++++ Text ++++

From 315d9203bb667baa3daaea4b797a0846a2b70887 Mon Sep 17 00:00:00 2001
From: =?UTF-8?q?Philip=20M=C3=BCller?=
 <147368808+philip-paul-mueller@users.noreply.github.com>
Date: Tue, 19 Dec 2023 07:35:51 +0100
Subject: [PATCH 62/67] feat[dace]: Computing SDFG call arguments (#1398)

Added a function to get the arguments to call an SDFG.

This commit adds a function that allows to generate the arguments needed to call an SDFG, before this was part of `run_dace_iterator()`.
This made it very complex to run an SDFG outside this function.

One should consider this as an amend to [PR #1379](https://github.com/GridTools/gt4py/pull/1379).
---
 .../runners/dace_iterator/__init__.py         | 79 ++++++++++++-------
 1 file changed, 49 insertions(+), 30 deletions(-)

++++

Instruction 1:
Answer these questions about the patch:
(a) What date and time does the patch header give?
(b) Before this change, which function held the code that generated the arguments for calling an SDFG?
(c) How many insertions and deletions does the patch report?
Instruction 2:
Carry on the patch about computing SDFG call arguments from the point where it ends.
Nothing here requires the listing.

++++ Provided records ++++

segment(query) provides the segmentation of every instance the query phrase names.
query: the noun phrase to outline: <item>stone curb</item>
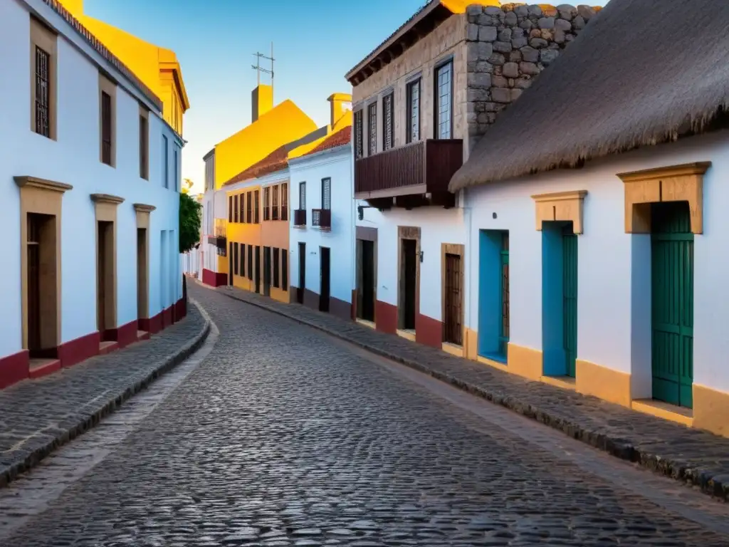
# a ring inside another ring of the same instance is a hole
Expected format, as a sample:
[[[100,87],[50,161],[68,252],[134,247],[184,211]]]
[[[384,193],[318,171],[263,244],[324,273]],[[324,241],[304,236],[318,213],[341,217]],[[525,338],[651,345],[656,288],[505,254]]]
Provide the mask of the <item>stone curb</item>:
[[[206,285],[203,286],[207,289],[212,288]],[[703,493],[717,497],[720,500],[729,501],[729,476],[713,475],[708,471],[702,470],[701,469],[701,466],[698,464],[692,464],[687,461],[674,460],[671,458],[663,457],[658,454],[641,450],[626,439],[615,438],[600,432],[599,431],[589,430],[580,424],[553,416],[549,411],[542,410],[529,403],[518,400],[514,397],[510,397],[508,395],[485,389],[480,386],[461,380],[451,374],[435,371],[424,365],[421,365],[417,361],[391,354],[389,352],[374,346],[370,346],[370,344],[358,342],[327,327],[295,317],[280,310],[269,307],[265,304],[244,300],[227,292],[217,292],[229,298],[233,298],[233,300],[237,300],[240,302],[277,314],[301,325],[312,327],[327,334],[353,344],[370,353],[386,357],[410,368],[429,374],[433,378],[447,382],[468,393],[480,397],[494,404],[501,405],[517,414],[539,422],[553,429],[562,432],[574,439],[588,444],[604,452],[607,452],[611,456],[637,463],[654,473],[663,475],[676,481],[688,483],[692,486],[699,488]],[[363,327],[362,328],[364,327]]]
[[[0,488],[7,486],[20,474],[34,468],[56,449],[95,426],[103,418],[121,406],[124,401],[139,393],[157,378],[195,353],[203,345],[210,333],[211,320],[199,303],[192,299],[189,300],[189,303],[192,303],[198,309],[204,322],[203,328],[192,340],[182,346],[176,353],[165,357],[153,371],[147,373],[141,380],[137,380],[128,386],[123,392],[115,395],[109,394],[104,399],[98,400],[95,409],[90,413],[85,412],[60,423],[58,424],[60,430],[55,432],[52,438],[49,436],[48,439],[39,446],[34,447],[30,451],[23,452],[23,457],[17,461],[2,465],[2,467],[0,467]]]

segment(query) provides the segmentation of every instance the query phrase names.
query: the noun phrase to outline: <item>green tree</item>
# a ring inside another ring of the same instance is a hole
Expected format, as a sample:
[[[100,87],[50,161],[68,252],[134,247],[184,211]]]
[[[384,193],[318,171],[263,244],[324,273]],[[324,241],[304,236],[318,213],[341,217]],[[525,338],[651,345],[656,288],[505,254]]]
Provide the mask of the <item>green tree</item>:
[[[180,194],[180,252],[187,252],[200,241],[203,206],[190,194]]]

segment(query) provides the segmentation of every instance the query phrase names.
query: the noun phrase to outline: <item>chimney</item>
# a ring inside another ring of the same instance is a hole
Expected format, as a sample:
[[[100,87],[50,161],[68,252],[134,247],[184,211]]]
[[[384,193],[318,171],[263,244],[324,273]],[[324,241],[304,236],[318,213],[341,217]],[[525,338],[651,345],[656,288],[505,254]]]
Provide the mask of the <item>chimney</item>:
[[[273,108],[273,88],[259,84],[251,92],[251,123]]]
[[[348,93],[332,93],[327,99],[332,105],[330,125],[334,125],[346,112],[352,109],[352,96]]]

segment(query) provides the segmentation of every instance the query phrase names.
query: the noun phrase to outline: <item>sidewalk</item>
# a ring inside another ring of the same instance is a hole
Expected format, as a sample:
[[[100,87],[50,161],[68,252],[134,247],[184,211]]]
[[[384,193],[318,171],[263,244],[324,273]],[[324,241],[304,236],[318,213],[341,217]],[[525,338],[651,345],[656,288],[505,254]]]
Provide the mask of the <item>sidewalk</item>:
[[[187,359],[209,330],[190,302],[184,319],[149,341],[0,391],[0,487]]]
[[[600,450],[729,500],[729,438],[529,381],[299,304],[284,304],[227,287],[217,290],[427,373]]]

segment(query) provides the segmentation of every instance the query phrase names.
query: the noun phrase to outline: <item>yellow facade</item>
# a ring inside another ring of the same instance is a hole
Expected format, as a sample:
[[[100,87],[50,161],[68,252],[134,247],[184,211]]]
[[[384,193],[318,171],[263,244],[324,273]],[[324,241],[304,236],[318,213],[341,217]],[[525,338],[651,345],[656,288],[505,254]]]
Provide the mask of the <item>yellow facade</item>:
[[[182,135],[182,117],[190,108],[190,100],[175,53],[86,15],[83,0],[59,1],[160,98],[165,120]]]

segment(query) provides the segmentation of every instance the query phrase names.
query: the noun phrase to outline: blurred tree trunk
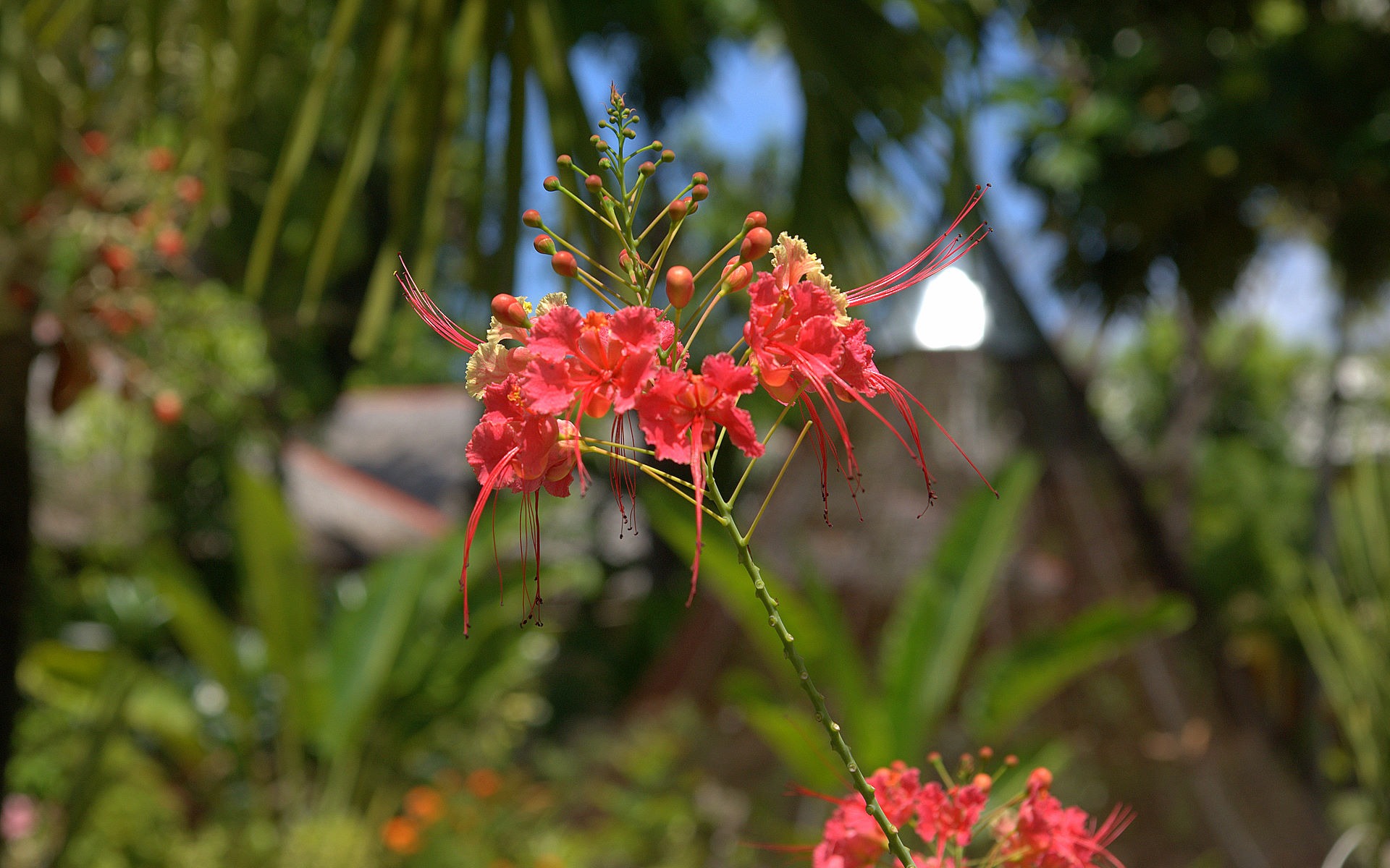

++++

Expected output 1:
(a) Tue, 19 Dec 2023 07:35:51 +0100
(b) `run_dace_iterator()`
(c) 49 insertions and 30 deletions

Expected output 2:
diff --git a/src/gt4py/next/program_processors/runners/dace_iterator/__init__.py b/src/gt4py/next/program_processors/runners/dace_iterator/__init__.py
index 59569de30b..97dd90eb54 100644
--- a/src/gt4py/next/program_processors/runners/dace_iterator/__init__.py
+++ b/src/gt4py/next/program_processors/runners/dace_iterator/__init__.py
@@ -90,8 +90,9 @@ def preprocess_program(
     return fencil_definition
 
 
-def get_args(params: Sequence[itir.Sym], args: Sequence[Any]) -> dict[str, Any]:
-    return {name.id: convert_arg(arg) for name, arg in zip(params, args)}
+def get_args(sdfg: dace.SDFG, args: Sequence[Any]) -> dict[str, Any]:
+    sdfg_params: Sequence[str] = sdfg.arg_names
+    return {sdfg_param: convert_arg(arg) for sdfg_param, arg in zip(sdfg_params, args)}
 
 
 def _ensure_is_on_device(
@@ -127,13 +128,16 @@ def get_shape_args(
 
 
 def get_offset_args(
-    arrays: Mapping[str, dace.data.Array], params: Sequence[itir.Sym], args: Sequence[Any]
+    sdfg: dace.SDFG,
+    args: Sequence[Any],
 ) -> Mapping[str, int]:
+    sdfg_arrays: Mapping[str, dace.data.Array] = sdfg.arrays
+    sdfg_params: Sequence[str] = sdfg.arg_names
     return {
         str(sym): -drange.start
-        for param, arg in zip(params, args)
+        for sdfg_param, arg in zip(sdfg_params, args)
         if common.is_field(arg)
-        for sym, drange in zip(arrays[param.id].offset, get_sorted_dim_ranges(arg.domain))
+        for sym, drange in zip(sdfg_arrays[sdfg_param].offset, get_sorted_dim_ranges(arg.domain))
     }
 
 
@@ -189,6 +193,45 @@ def get_cache_id(
     return m.hexdigest()
 
 
+def get_sdfg_args(sdfg: dace.SDFG, *args, **kwargs) -> dict[str, Any]:
+    """Extracts the arguments needed to call the SDFG.
+
+    This function can handle the same arguments that are passed to `run_dace_iterator()`.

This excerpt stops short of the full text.